# EXCERPT:

Perspectives from the Great Lakes region
Programme for African Leadership and Justice Africa public debate
Date: Thursday 8 May 2014
Time: 6.30-8pm
Venue: Room 3.02, Clement House, LSE
Speakers: John Githongo, Dr Phil Clark, Dr Valerie Arnould
Chair: Professor Tim Allen
This event will explore recent gains and challenges and current trends in the area of justice in Africa. It will particularly draw attention to ongoing processes in transitional justice and to the involvement of the ICC in Africa, with a particular focus on Kenya, Democratic Republic of Congo, Sudan and Northern Uganda. Our panel of leading experts will first share their views on recent developments in their own areas of focus, then a wider debate and Q&A session with the audience will follow.
About the speakers
John Githongo is the CEO of Inuka, a non-governmental organisation involved in governance issues broadly defined, with an emphasis on working with and for ordinary Kenyans - youth in particular. John is also the Chairman of the Africa Institute for Governing with Integrity; Executive Vice Chair of the Mathare Youth Sports Association (MYSA); board member of the Africa Center for Open Governance (AFRICOG); and a Commissioner of the Independent Commission on Aid Impact (ICAI) of the British government. Previously, he served as Vice President of World Vision, Senior Associate Member, St Anthony's College Oxford; Permanent Secretary in the Office of the President in charge of Governance and Ethics of the Kenya Government; board member Transparency International, Berlin, CEO Transparency International Kenya and as a board member of the Kenya Human Rights Commission.
Dr Phil Clark is a Reader in Comparative and International Politics at SOAS, University of London. He was previously co-founder and convenor of Oxford Transitional Justice Research at the University of Oxford. He specialises in conflict and post-conflict issues in Africa, with a particular focus on peace, justice, forgiveness and reconciliation in the Great Lakes region. His latest book is The Gacaca Courts, Post-Genocide Justice and Reconciliation in Rwanda: Justice without Lawyers (Cambridge University Press) and he is currently completing a book on the politics of the International Criminal Court in Uganda and the Democratic Republic of Congo.

# WRITTEN EXERCISE 1:
Return the part of the event listing from "Dr Phil Clark is" up to and including "Republic of Congo.".
# WRITTEN EXERCISE 2:
Translate this sentence from the event listing into Spanish: "This event will explore recent gains and challenges and current trends in the area of justice in Africa."
# WRITTEN EXERCISE 3:
According to the event listing, who chairs the debate?
The material that comes after the event listing is separate from it.

# INFORMATION SHOWN:
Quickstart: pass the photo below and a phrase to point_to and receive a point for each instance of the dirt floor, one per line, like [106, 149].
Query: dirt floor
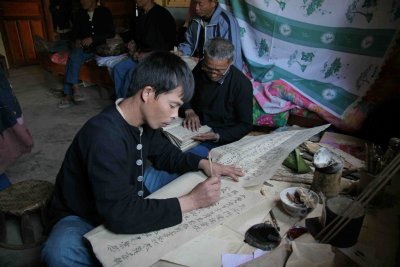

# OUTPUT 1:
Dr Phil Clark is a Reader in Comparative and International Politics at SOAS, University of London. He was previously co-founder and convenor of Oxford Transitional Justice Research at the University of Oxford. He specialises in conflict and post-conflict issues in Africa, with a particular focus on peace, justice, forgiveness and reconciliation in the Great Lakes region. His latest book is The Gacaca Courts, Post-Genocide Justice and Reconciliation in Rwanda: Justice without Lawyers (Cambridge University Press) and he is currently completing a book on the politics of the International Criminal Court in Uganda and the Democratic Republic of Congo.

# OUTPUT 2:
Este evento explorará los logros y desafíos recientes y las tendencias actuales en el ámbito de la justicia en África.

# OUTPUT 3:
Professor Tim Allen